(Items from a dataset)
====
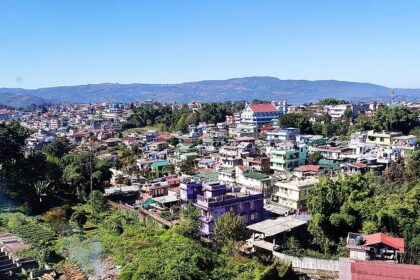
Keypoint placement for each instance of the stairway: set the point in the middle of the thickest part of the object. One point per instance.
(7, 266)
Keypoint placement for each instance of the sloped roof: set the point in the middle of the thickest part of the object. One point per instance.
(361, 270)
(308, 168)
(260, 108)
(394, 242)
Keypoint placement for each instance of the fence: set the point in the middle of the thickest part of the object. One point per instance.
(311, 265)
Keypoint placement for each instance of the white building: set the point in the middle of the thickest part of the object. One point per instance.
(293, 194)
(259, 114)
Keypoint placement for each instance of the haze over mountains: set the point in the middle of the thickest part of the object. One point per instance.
(249, 88)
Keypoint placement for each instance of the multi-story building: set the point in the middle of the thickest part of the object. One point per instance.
(55, 123)
(286, 134)
(229, 156)
(383, 138)
(253, 181)
(259, 114)
(215, 201)
(293, 194)
(260, 163)
(287, 157)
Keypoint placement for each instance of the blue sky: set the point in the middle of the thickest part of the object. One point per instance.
(54, 42)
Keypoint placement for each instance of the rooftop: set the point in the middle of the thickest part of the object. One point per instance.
(394, 242)
(260, 108)
(276, 226)
(256, 175)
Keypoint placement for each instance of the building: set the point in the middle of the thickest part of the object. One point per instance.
(189, 191)
(260, 164)
(293, 194)
(286, 134)
(383, 138)
(287, 157)
(229, 156)
(215, 201)
(378, 246)
(338, 111)
(259, 114)
(253, 181)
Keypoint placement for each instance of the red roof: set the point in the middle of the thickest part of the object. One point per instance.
(364, 270)
(308, 168)
(260, 108)
(394, 242)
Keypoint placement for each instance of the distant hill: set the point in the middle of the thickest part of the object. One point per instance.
(19, 100)
(265, 88)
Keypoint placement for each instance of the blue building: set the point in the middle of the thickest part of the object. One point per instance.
(214, 200)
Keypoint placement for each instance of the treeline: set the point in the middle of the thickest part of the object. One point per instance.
(387, 118)
(56, 176)
(368, 204)
(169, 119)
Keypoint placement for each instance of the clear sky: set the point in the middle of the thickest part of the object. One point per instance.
(54, 42)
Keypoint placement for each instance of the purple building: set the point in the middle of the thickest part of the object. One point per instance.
(189, 191)
(215, 201)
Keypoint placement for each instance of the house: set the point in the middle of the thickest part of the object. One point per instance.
(260, 164)
(160, 168)
(188, 191)
(329, 152)
(229, 156)
(188, 156)
(338, 111)
(206, 163)
(292, 194)
(227, 176)
(377, 246)
(287, 157)
(286, 134)
(307, 171)
(253, 181)
(215, 201)
(379, 270)
(383, 138)
(257, 115)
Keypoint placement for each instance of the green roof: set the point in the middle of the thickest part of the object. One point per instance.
(212, 175)
(192, 154)
(228, 170)
(161, 163)
(256, 175)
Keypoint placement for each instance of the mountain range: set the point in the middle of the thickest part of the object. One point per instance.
(248, 88)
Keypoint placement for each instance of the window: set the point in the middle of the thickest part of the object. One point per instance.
(253, 216)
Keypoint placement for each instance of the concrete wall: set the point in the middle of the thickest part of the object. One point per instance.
(310, 264)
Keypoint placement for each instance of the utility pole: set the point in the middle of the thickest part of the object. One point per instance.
(91, 178)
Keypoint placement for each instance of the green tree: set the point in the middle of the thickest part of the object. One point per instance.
(229, 231)
(97, 202)
(176, 258)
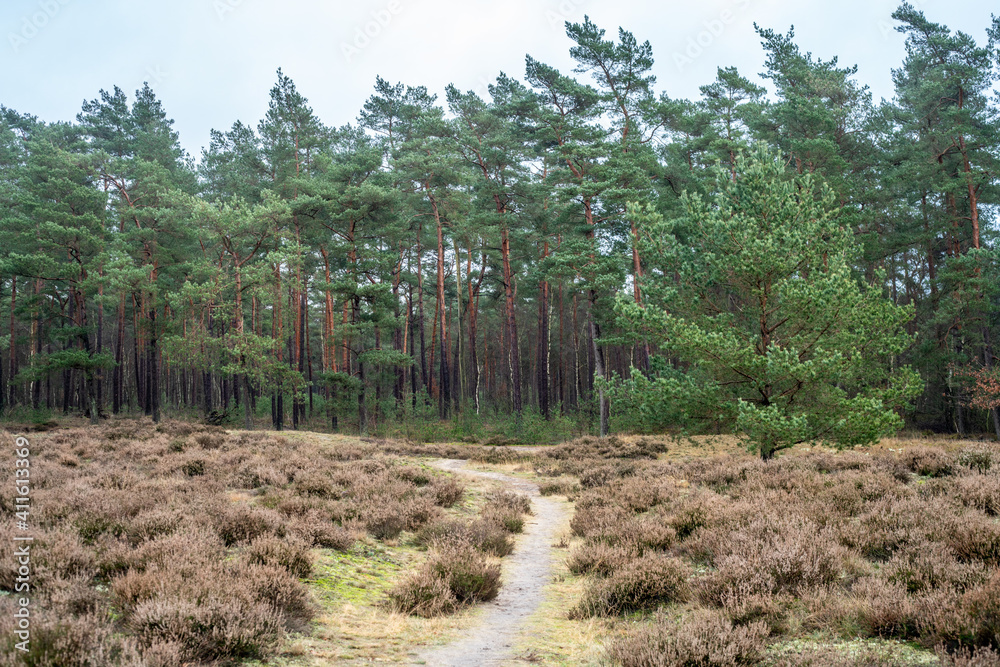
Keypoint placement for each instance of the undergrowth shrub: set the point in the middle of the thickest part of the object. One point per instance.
(704, 638)
(641, 584)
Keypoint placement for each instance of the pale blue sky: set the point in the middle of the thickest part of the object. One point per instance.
(213, 61)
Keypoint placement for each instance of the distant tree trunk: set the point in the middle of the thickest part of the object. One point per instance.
(604, 408)
(514, 351)
(118, 378)
(444, 393)
(542, 350)
(154, 373)
(12, 367)
(420, 313)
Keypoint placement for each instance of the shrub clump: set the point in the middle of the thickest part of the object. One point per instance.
(642, 584)
(456, 575)
(705, 639)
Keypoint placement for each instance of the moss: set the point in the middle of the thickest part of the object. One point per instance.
(360, 576)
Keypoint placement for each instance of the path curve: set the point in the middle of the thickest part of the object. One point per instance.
(525, 573)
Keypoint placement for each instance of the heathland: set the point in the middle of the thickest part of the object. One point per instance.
(174, 544)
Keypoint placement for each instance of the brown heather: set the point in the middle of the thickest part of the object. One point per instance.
(462, 568)
(881, 544)
(170, 544)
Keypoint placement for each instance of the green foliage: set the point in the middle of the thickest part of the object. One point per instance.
(755, 291)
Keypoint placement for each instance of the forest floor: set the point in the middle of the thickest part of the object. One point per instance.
(885, 555)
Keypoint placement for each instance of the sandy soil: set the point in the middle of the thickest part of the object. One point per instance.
(525, 573)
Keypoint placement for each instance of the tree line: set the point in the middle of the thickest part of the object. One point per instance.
(539, 248)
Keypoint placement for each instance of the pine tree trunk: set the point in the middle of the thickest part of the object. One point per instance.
(515, 353)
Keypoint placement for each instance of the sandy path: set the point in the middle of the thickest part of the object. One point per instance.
(525, 573)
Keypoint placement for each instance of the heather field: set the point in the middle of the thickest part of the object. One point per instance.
(176, 544)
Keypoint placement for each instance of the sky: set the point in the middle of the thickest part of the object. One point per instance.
(213, 62)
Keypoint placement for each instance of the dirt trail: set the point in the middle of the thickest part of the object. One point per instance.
(525, 573)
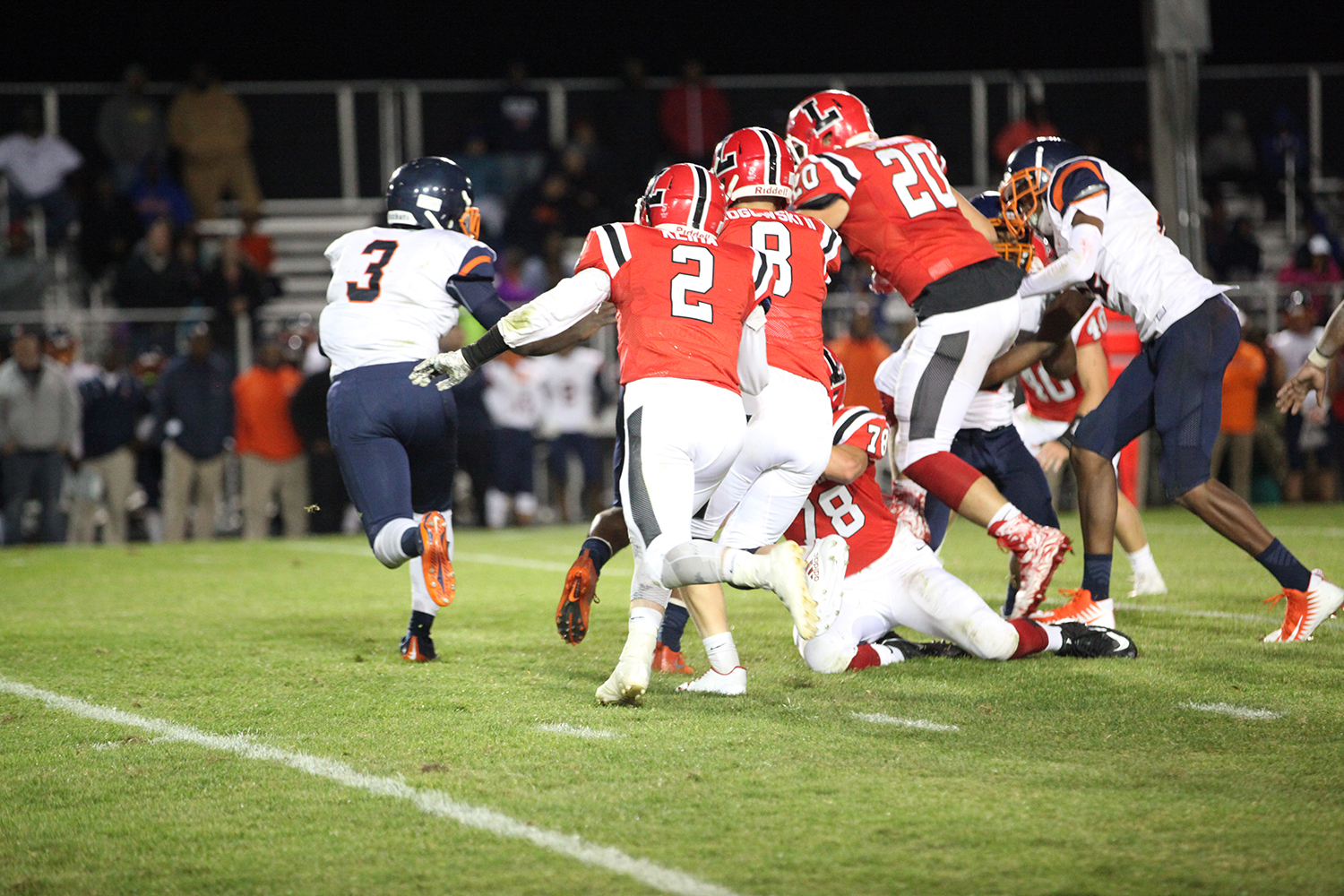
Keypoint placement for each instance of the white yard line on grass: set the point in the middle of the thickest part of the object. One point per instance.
(470, 556)
(578, 731)
(1228, 710)
(432, 802)
(876, 718)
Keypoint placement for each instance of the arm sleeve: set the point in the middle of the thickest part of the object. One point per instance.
(556, 309)
(473, 287)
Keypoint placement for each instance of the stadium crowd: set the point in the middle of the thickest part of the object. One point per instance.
(163, 437)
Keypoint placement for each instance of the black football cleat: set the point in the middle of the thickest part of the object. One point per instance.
(911, 649)
(1091, 642)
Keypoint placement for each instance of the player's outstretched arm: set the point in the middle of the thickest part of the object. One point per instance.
(1314, 374)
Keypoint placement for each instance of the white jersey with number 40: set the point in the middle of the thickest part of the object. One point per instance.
(389, 300)
(1140, 271)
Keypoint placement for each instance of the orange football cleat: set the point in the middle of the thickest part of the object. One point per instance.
(578, 595)
(668, 659)
(438, 568)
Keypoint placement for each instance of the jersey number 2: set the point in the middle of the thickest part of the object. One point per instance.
(375, 271)
(699, 282)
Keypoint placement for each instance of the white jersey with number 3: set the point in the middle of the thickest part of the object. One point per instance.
(387, 300)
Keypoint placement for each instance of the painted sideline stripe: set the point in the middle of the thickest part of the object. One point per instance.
(577, 731)
(906, 723)
(1228, 710)
(433, 802)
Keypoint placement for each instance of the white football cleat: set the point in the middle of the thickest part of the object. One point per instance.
(1306, 608)
(1148, 582)
(789, 581)
(730, 684)
(825, 564)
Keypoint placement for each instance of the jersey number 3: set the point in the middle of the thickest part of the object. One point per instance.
(375, 271)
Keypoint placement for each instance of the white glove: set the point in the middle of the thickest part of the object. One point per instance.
(448, 365)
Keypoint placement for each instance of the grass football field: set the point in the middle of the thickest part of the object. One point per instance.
(231, 718)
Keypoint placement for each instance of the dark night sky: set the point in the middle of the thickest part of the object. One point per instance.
(246, 39)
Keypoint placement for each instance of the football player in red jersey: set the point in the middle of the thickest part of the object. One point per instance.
(895, 579)
(894, 209)
(683, 301)
(787, 444)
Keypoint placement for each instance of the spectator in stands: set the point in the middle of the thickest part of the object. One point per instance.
(194, 413)
(694, 115)
(108, 228)
(513, 405)
(1228, 155)
(38, 164)
(521, 132)
(1015, 134)
(273, 460)
(1236, 437)
(1312, 271)
(1305, 433)
(155, 194)
(131, 128)
(325, 487)
(569, 390)
(39, 419)
(212, 131)
(115, 405)
(860, 352)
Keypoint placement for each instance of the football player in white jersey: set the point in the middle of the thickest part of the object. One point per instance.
(1109, 238)
(394, 292)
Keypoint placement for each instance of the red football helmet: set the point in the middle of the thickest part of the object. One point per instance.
(836, 379)
(754, 163)
(828, 120)
(683, 194)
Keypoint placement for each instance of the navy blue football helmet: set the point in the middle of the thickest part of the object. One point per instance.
(433, 193)
(1024, 183)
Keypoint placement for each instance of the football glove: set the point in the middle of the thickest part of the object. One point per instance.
(449, 366)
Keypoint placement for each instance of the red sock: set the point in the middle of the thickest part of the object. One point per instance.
(866, 656)
(1031, 638)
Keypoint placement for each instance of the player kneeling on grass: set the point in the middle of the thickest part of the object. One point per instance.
(895, 579)
(682, 301)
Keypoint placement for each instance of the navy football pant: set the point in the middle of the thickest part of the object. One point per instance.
(395, 443)
(1007, 462)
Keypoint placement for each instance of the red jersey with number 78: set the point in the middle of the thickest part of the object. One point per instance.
(680, 298)
(854, 511)
(903, 217)
(803, 254)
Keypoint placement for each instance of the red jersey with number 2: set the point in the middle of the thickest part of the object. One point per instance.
(854, 511)
(1051, 400)
(903, 217)
(680, 298)
(803, 254)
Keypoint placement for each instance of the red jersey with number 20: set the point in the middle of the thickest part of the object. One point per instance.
(680, 298)
(852, 511)
(1051, 400)
(903, 217)
(803, 254)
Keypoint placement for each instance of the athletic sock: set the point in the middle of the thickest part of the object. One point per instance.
(1285, 567)
(599, 551)
(1097, 575)
(1031, 637)
(421, 624)
(723, 653)
(1142, 560)
(1005, 513)
(674, 624)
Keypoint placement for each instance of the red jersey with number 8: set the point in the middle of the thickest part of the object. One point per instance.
(680, 298)
(803, 254)
(854, 511)
(903, 217)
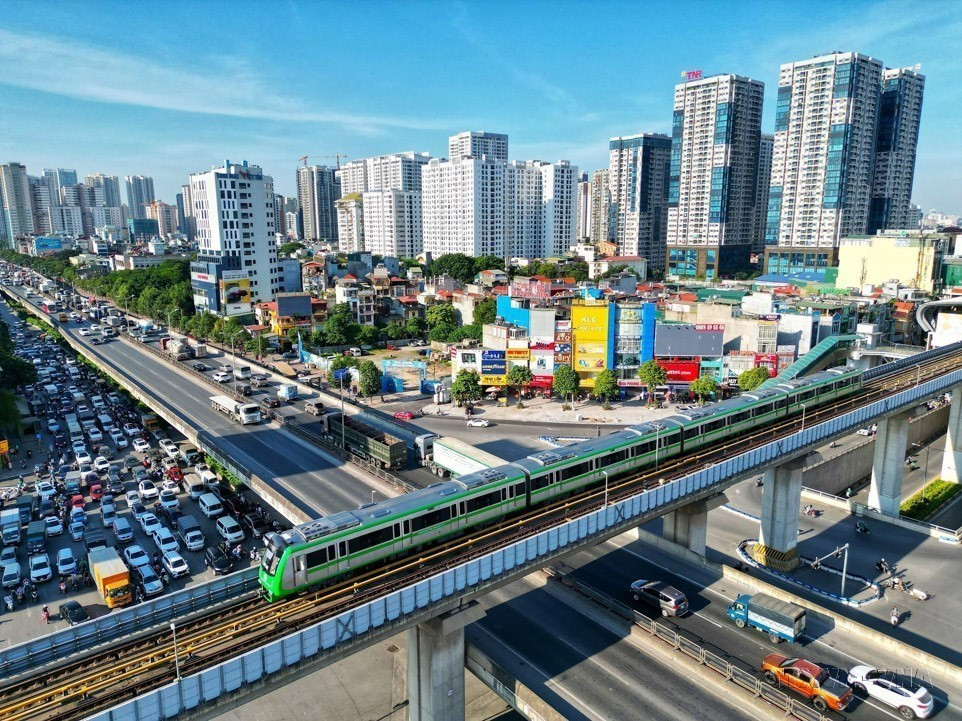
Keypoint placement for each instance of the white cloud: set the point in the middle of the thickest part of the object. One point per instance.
(222, 86)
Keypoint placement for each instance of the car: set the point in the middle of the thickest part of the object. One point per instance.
(902, 693)
(148, 581)
(669, 600)
(217, 560)
(54, 526)
(148, 491)
(135, 556)
(40, 570)
(175, 564)
(168, 499)
(165, 540)
(807, 679)
(170, 448)
(149, 523)
(73, 613)
(66, 563)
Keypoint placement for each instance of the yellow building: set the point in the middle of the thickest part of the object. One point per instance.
(909, 256)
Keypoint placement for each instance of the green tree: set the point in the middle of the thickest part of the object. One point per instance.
(652, 375)
(466, 386)
(752, 378)
(566, 382)
(369, 382)
(704, 388)
(518, 377)
(606, 385)
(485, 312)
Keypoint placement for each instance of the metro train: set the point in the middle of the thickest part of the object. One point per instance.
(313, 553)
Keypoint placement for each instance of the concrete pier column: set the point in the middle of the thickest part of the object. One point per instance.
(952, 458)
(436, 665)
(888, 465)
(781, 503)
(688, 526)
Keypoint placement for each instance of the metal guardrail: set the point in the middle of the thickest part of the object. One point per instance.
(124, 622)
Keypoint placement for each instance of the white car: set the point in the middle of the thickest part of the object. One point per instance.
(175, 564)
(911, 700)
(170, 448)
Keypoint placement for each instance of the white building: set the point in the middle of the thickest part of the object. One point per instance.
(821, 186)
(900, 110)
(476, 143)
(638, 170)
(714, 172)
(234, 208)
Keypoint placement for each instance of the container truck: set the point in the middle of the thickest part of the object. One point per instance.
(243, 413)
(381, 448)
(781, 620)
(111, 576)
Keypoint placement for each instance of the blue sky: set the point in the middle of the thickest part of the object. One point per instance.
(165, 89)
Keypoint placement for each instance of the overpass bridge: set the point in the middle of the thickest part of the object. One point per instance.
(433, 595)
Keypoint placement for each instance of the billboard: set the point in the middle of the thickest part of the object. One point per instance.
(689, 340)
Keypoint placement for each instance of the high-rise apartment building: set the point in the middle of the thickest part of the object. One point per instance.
(765, 148)
(236, 251)
(638, 181)
(476, 143)
(317, 188)
(140, 192)
(15, 203)
(600, 221)
(896, 140)
(714, 172)
(822, 163)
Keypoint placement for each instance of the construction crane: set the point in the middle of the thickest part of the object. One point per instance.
(337, 156)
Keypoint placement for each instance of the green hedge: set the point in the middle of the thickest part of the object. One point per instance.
(936, 494)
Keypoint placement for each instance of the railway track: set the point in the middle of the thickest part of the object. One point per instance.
(89, 682)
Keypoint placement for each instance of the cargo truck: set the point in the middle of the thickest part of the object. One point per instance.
(781, 620)
(111, 576)
(381, 448)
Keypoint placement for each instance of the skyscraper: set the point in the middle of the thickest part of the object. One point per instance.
(317, 189)
(896, 140)
(822, 163)
(638, 181)
(714, 171)
(15, 203)
(477, 143)
(140, 192)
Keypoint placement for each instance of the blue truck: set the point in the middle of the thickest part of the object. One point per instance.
(781, 620)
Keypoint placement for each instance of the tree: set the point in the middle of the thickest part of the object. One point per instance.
(441, 313)
(485, 312)
(652, 375)
(467, 386)
(518, 377)
(566, 382)
(606, 385)
(752, 378)
(369, 382)
(703, 388)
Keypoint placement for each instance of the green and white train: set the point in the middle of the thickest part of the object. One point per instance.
(311, 554)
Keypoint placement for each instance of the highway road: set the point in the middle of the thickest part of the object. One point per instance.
(317, 482)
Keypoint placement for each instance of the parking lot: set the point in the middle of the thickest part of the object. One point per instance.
(116, 482)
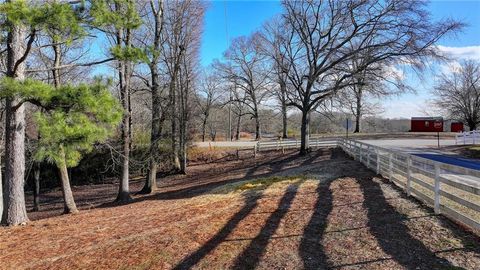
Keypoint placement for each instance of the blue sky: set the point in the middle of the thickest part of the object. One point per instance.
(245, 17)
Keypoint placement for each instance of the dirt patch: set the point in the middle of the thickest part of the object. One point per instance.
(322, 210)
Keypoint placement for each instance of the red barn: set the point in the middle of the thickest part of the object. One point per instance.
(427, 124)
(456, 127)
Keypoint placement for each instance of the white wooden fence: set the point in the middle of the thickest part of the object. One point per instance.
(294, 144)
(452, 191)
(470, 137)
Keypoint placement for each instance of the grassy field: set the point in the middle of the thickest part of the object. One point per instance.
(323, 211)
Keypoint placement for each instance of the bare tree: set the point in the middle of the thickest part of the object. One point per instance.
(183, 29)
(247, 69)
(19, 43)
(208, 95)
(319, 42)
(153, 43)
(458, 93)
(272, 36)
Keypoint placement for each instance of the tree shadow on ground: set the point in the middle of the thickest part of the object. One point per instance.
(251, 202)
(204, 188)
(252, 254)
(468, 239)
(311, 248)
(388, 227)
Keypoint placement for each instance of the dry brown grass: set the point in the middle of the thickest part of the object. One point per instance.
====
• [THE PROBLEM] The required output is the exact sequence of lines from the one containing "Keypoint placement for each instance of the dirt patch: set" through the end of the listing, both endpoints included.

• [SOLUTION FOR THIS PROBLEM]
Keypoint placement for each instance of the dirt patch: set the point in the middle of the thickest part of the object. One point per instance.
(322, 210)
Keypoint placement for each instance of the red barn: set the point in the middle of the thickest part of the object. One point per instance.
(427, 124)
(456, 127)
Keypoint placement for each instance of the white wooden fence: set the point in the middle of the thickest part of the object. One point per instance.
(294, 144)
(452, 191)
(470, 137)
Keypoint placement for each instance of the grassy field: set the point in the middle of the thickest part of the object. One point per instance.
(323, 211)
Keypoint placement for each instance of the bare tree: set the point in the middle of the thickest part of the object. One point per instance.
(183, 29)
(247, 69)
(19, 43)
(208, 95)
(319, 42)
(153, 43)
(458, 93)
(272, 36)
Keypoint placement for each instance of the tree shadow on ground: set the point in the middle of the thickest part of the object. One point per instance.
(251, 202)
(204, 188)
(252, 254)
(468, 239)
(311, 248)
(388, 227)
Keypoint placement for each instance of the dry brown grass: set the point in the middle of the thickest part of the object. One point per instance.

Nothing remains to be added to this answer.